ASSIGNED TASK → Copy from the first line below down to and including the line with "Q: Locate the tree". Skip the pictures.

++++ DATA SUPPLIED

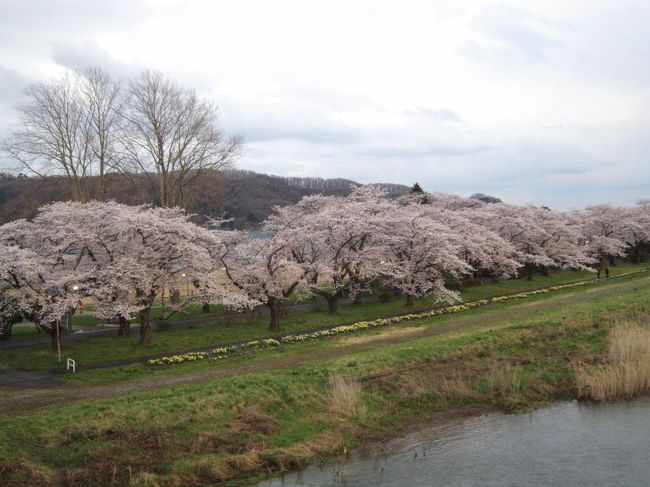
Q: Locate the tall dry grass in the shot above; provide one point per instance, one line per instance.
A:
(504, 381)
(628, 372)
(345, 397)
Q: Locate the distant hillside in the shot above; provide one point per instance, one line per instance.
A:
(244, 196)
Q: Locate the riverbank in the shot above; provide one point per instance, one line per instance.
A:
(276, 412)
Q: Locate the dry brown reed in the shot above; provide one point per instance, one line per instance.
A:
(628, 372)
(345, 399)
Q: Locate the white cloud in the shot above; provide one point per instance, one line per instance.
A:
(544, 102)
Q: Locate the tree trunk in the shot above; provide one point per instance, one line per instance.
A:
(54, 336)
(275, 307)
(145, 328)
(5, 330)
(529, 272)
(332, 303)
(125, 326)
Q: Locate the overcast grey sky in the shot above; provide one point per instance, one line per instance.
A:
(539, 102)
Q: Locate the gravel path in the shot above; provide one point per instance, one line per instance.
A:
(26, 400)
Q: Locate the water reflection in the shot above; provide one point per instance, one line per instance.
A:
(569, 444)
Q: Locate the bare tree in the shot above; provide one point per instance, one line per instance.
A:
(68, 127)
(53, 134)
(104, 103)
(172, 136)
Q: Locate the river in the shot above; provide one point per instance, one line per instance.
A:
(569, 444)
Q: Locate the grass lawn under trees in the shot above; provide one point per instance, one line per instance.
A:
(283, 410)
(105, 349)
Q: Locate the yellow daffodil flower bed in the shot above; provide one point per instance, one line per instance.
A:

++++++++

ANSWER BOX →
Q: Locate the tall dry grass in the shot above; provide one point per instance, one line per instance.
A:
(504, 381)
(628, 372)
(345, 397)
Q: Locate the distant hillside in the shot above; provide one point per instance, one line per instance.
A:
(244, 196)
Q: Locate the riverbank in the shot above; provide one point per instance, one line per instance.
A:
(276, 412)
Q: Locate the dry brown reed in the shot above; provide one point per instance, one line per instance.
A:
(628, 372)
(345, 399)
Q: Locate the white cloud in the shot above; provide one point per instance, one line per instance.
A:
(544, 102)
Q: Locate the tree trunk in the shot above; provide one point per instance, one line per instance.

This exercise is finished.